__What the exercise asks__. Among the entries, find the lines with the string "baseball" and copy them.

(Beginning of Material to process)

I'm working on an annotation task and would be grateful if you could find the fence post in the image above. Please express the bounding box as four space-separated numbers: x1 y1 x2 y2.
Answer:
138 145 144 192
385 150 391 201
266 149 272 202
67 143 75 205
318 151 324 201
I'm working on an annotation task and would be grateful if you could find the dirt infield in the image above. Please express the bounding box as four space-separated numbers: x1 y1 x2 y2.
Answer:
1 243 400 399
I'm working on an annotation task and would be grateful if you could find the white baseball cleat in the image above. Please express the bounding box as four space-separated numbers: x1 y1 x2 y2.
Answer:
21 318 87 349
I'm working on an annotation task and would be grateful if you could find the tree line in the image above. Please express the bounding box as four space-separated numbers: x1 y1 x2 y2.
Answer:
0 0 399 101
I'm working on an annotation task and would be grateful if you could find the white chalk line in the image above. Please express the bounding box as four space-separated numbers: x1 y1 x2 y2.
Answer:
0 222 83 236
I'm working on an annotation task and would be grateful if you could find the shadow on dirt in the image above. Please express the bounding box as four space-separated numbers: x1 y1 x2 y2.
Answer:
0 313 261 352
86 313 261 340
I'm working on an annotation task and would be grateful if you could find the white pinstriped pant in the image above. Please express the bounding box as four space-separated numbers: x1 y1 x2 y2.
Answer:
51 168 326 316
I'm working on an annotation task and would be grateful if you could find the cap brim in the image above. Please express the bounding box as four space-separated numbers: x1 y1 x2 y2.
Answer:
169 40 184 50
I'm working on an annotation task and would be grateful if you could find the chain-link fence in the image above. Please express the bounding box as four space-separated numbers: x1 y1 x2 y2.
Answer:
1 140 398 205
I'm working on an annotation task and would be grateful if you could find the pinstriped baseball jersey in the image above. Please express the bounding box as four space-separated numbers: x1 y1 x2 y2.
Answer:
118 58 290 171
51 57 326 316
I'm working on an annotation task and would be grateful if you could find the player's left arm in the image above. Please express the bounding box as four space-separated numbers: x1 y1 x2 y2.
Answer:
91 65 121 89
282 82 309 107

(End of Material to process)

__Solved problem__.
I'm working on an annotation task and would be grateful if you could find the white baseball cleat in the image above. Please express the bounding box as four space-separated numbers: x1 y1 x2 y2.
I'm working on an annotation task and would be grateful if you could find the pinstriped baseball jersey in the image above. Please express the bounding box as four space-separated numbers: x1 y1 x2 y2.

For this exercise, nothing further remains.